start

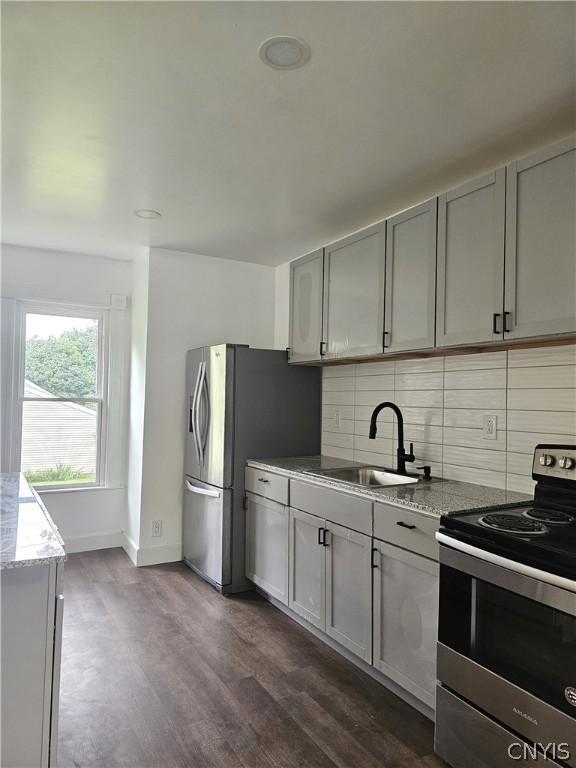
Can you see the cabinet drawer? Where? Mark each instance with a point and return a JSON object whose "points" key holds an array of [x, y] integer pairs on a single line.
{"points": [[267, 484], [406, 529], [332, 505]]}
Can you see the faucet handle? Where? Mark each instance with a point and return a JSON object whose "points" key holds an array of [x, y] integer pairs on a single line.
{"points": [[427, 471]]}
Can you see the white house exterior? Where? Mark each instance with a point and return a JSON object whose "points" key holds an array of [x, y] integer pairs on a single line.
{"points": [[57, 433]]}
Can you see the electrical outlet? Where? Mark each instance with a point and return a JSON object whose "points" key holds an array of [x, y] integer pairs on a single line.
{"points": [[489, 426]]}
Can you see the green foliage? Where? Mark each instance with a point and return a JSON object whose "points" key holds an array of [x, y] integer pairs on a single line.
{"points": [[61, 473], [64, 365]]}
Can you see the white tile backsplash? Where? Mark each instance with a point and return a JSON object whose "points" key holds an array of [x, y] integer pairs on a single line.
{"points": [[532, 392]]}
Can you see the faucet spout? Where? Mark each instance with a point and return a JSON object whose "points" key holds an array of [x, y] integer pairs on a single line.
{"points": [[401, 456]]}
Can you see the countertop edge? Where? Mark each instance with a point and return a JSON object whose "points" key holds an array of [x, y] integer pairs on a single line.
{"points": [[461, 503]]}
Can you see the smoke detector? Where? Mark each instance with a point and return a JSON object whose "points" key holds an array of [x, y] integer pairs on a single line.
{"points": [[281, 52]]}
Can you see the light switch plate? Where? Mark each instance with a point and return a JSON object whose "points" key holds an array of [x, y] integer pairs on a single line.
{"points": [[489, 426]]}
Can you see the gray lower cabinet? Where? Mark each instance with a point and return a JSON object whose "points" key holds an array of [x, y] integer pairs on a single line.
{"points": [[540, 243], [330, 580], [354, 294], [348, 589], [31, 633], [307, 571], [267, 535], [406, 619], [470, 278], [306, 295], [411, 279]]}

end

**Work required:**
Arrange the lines of the listing above, from the line containing "Can you see the gray" through the end of the listing, as a JSON list of strings with one string per line, leaving out any blank lines.

**Exercise solution:**
[
  "Can you see the gray lower cabinet? Where? Mark each instance with a point and return a JSON object whose \"points\" key holds an array of [x, y] integer pairs on a single line.",
  "{\"points\": [[540, 243], [330, 580], [354, 294], [348, 589], [31, 633], [307, 571], [267, 535], [406, 619], [470, 278], [306, 295], [411, 279]]}"
]